═════ Document text

Dr. Anil Seth: consciousness expert

  1. Podcast Science Weekly ; Can science ever explain consciousness?
    I have been interested in the concept of consciousness and my feelings of “I” and “self identity” for some time now and found the Science Weekly podcast “Can science ever explain consciousness” fascinating.
    This interest in my consciousness of self identity really started when I retired and found sufficient free time to devote to the thought. I have also wondered where the thoughts I have and the statements I utter go. I am aware of the chemical and electric processes of thought and the wonderful complexity of the brain to generate the commands necessary for my existence and functioning. Although a layman not fully or rather barely able to understand the learned articles on neuroscience, quantum mechanics, philosophy and psychology I find them very thought provoking.
    My question is, what is the “essence” of though. Within the material world does it posses a substance in it’s own right or does it just evaporate into nothing, unlikely as all is changed and recycled into some other form. Is thought “stored” in some way other than physical archival? Thought exists for we all experience it, some thoughts put out to public domain changed our world, sometimes dramatically after the author is long gone. I’m not alluding to the process of knowledge through experience and rational conclusions, I mean original ideas, or is there a difference?
    The ponderings on consciousness is of a similar nature I think. As was put forward in the podcast there are many consciousnesses and the neuroscientist elaborated on this but the consciousness of “self” and dare I say it “original thought” remains “the hard problem”.

══════════

== Task brief ==
Output the consciousness text from "My question is, what" to "there a difference?", word for word.

═════ Data for review

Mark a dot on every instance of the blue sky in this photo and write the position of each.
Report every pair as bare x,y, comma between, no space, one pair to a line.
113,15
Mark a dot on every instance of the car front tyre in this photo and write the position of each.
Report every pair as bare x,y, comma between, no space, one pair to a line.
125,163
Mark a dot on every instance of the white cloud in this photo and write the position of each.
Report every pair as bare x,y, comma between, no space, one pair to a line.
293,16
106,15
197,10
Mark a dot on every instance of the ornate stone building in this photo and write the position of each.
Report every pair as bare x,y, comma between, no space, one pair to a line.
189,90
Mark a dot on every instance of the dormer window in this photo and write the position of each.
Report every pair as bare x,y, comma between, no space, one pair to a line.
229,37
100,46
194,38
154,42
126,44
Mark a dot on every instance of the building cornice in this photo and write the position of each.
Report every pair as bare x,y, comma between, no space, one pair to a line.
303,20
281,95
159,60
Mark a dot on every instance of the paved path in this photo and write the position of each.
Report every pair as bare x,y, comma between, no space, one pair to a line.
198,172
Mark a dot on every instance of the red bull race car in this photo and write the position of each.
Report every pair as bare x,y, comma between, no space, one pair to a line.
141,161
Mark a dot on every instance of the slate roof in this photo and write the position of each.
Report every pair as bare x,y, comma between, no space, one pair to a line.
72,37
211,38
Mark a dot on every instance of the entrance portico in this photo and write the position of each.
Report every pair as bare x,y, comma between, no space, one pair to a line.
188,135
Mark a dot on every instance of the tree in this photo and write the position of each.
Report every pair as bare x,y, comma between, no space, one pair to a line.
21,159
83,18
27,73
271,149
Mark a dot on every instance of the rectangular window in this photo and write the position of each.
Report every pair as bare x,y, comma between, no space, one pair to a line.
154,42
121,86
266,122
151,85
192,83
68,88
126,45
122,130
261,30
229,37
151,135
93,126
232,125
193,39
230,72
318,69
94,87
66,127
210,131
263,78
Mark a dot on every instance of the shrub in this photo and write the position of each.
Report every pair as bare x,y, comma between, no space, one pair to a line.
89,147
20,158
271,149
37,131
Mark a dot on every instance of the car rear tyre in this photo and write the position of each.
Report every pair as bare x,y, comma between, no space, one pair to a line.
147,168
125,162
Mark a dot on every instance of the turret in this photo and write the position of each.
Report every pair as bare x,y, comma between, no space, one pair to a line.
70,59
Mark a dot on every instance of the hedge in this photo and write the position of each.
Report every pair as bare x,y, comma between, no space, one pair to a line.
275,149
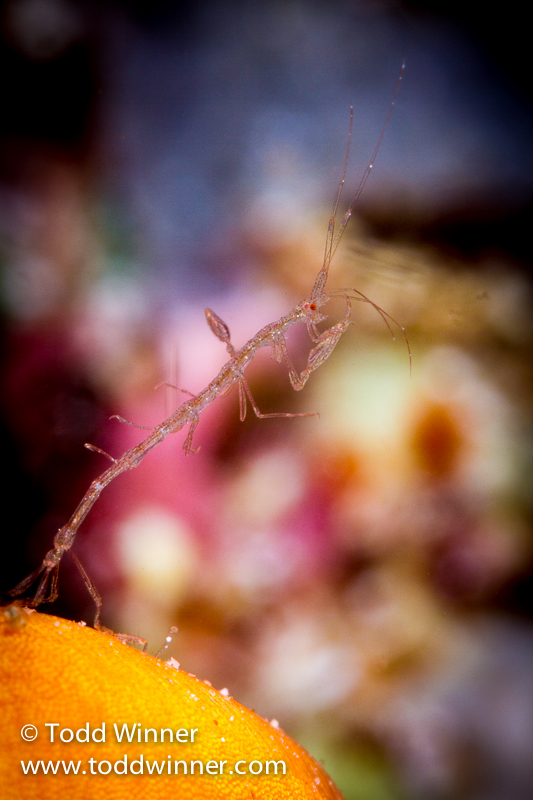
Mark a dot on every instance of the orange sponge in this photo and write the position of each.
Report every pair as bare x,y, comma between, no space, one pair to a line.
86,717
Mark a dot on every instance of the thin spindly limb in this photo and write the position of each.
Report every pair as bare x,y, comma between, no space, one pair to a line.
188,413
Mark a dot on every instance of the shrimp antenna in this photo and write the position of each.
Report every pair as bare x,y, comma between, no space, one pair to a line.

══════════
═════ Data for review

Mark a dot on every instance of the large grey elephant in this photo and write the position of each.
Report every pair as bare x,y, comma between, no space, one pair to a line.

══════════

== Finished exercise ==
My question is, what is the “essence” of though. Within the material world does it posses a substance in it’s own right or does it just evaporate into nothing, unlikely as all is changed and recycled into some other form. Is thought “stored” in some way other than physical archival? Thought exists for we all experience it, some thoughts put out to public domain changed our world, sometimes dramatically after the author is long gone. I’m not alluding to the process of knowledge through experience and rational conclusions, I mean original ideas, or is there a difference?